→ Provided passage
-- start --

With the completed Aegre delivered to Andy in Thurso, she was soon on a mooring in Scrabster harbour. Then Andy was off aboard her, across the Pentland Firth for a few weeks of summer sailing in the Orkney islands. Andy tells the story
The Aegre is launched
When I first launched her, The Aegre, like the Nelly Bly, lay over to one side but not to the same degree. Again this was solved with some bags of shingle.
Across the Pentland Firth
It was in this state that we set off to cross the Pentland Firth to Scapa Flow, we being my wife Elizabeth and her brother John, a joiner in Edinburgh who had come north on the overnight train, and myself. It was not a bad day with a fair westerly wind, and I tried to follow the advice I had heard of initially standing well to the north before heading more eastward through the Firth, thus giving Dunnet Head a wide berth. [efn_note] Andy Bryce sailed across the Pentland Firth a number of times and almost makes light of it. But don’t be fooled. The Pentland Firth is one of the roughest and most dangerous places around the coast of Britain. Tidal currents can reach 16 knots, creating violent overfalls and fast tidal races. Combined with gale force winds they often give rise to extremely violent sea conditions. [/efn_note] The wind was slowly falling away which made it a rather slow crossing and as Elizabeth said afterwards, Caithness seemed to recede more and more, yet Orkney did not appear to come any closer.

-- end --

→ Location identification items
-- start --

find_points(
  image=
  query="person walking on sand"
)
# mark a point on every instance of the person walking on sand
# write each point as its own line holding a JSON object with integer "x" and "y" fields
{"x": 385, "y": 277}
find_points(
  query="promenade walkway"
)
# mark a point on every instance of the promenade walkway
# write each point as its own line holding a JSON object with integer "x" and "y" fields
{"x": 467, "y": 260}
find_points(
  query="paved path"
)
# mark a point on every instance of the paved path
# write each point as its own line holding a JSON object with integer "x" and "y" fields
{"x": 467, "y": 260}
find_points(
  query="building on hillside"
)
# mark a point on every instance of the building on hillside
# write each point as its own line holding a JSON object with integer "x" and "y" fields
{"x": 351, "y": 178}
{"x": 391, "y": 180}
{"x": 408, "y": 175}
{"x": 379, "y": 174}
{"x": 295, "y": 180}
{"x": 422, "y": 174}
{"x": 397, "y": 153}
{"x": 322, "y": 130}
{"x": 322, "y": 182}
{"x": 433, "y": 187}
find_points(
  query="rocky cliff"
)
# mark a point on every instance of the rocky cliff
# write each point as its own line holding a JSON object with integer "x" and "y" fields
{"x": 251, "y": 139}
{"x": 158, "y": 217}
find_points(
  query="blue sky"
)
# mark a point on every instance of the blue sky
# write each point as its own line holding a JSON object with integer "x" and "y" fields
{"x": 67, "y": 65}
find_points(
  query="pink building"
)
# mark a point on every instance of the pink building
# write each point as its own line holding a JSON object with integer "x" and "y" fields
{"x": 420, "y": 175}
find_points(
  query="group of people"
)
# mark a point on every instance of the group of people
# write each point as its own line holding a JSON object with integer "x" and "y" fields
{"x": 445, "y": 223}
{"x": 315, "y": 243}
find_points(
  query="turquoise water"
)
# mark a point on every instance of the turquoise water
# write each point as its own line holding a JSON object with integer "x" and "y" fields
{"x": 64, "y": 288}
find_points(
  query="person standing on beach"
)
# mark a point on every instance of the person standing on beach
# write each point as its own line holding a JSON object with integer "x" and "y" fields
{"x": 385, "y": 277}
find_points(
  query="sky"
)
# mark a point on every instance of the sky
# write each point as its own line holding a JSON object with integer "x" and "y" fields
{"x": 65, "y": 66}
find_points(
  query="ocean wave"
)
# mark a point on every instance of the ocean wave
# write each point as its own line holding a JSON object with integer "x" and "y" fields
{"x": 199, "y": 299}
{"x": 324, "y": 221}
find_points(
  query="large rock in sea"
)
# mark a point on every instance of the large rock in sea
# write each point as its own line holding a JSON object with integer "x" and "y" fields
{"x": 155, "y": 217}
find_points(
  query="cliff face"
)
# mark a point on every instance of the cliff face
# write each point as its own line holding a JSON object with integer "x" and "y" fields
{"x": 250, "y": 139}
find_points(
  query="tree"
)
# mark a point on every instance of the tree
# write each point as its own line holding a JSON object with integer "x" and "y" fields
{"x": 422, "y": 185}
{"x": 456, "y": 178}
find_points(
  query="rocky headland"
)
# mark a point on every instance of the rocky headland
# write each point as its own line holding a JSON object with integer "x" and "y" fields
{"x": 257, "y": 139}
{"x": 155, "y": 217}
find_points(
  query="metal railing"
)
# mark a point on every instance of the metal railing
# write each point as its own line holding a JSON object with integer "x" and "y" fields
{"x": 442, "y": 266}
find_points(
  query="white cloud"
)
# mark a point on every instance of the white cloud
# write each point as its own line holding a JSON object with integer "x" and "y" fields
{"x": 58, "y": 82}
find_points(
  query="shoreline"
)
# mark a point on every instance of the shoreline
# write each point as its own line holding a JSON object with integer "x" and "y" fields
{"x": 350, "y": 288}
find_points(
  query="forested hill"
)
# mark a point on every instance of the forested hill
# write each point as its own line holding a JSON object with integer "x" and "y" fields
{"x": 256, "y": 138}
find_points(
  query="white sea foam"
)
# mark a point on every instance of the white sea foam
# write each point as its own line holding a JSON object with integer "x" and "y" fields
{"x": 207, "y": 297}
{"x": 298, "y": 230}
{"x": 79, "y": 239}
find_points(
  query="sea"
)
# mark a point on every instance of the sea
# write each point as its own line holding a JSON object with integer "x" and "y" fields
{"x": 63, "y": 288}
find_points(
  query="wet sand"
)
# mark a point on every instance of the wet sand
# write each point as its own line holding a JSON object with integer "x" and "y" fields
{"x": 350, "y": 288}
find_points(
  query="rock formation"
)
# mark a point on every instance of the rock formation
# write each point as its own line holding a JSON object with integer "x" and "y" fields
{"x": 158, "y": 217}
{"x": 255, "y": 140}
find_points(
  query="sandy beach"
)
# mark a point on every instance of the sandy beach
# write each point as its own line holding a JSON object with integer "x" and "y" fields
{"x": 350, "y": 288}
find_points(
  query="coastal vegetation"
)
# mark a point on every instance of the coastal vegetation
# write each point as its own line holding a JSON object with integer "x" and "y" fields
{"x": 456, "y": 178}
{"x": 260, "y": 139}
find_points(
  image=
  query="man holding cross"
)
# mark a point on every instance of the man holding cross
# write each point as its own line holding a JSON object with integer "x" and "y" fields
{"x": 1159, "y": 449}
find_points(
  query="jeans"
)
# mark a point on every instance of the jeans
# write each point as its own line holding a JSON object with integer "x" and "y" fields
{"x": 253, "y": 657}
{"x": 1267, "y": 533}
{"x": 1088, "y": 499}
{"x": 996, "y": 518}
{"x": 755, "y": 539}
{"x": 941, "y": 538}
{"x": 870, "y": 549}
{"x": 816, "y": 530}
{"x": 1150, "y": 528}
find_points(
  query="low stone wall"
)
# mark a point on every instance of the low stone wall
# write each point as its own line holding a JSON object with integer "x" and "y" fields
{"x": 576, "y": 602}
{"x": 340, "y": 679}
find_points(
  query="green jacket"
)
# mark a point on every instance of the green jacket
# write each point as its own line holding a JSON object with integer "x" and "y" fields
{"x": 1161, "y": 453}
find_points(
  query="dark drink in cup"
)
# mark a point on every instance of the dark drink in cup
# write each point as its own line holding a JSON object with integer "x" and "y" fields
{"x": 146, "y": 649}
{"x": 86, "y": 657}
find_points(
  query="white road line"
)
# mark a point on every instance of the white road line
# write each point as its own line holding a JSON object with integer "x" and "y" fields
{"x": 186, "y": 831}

-- end --

→ Required tasks
A) In the Aegre account, what fixed the boat's lean to one side after it was first launched?
B) Reproduce everything in the Aegre account from "With the completed" down to "bags of shingle.".
Work from the Aegre account alone.

→ Expected responses
A) Some bags of shingle.

B)
With the completed Aegre delivered to Andy in Thurso, she was soon on a mooring in Scrabster harbour. Then Andy was off aboard her, across the Pentland Firth for a few weeks of summer sailing in the Orkney islands. Andy tells the story
The Aegre is launched
When I first launched her, The Aegre, like the Nelly Bly, lay over to one side but not to the same degree. Again this was solved with some bags of shingle.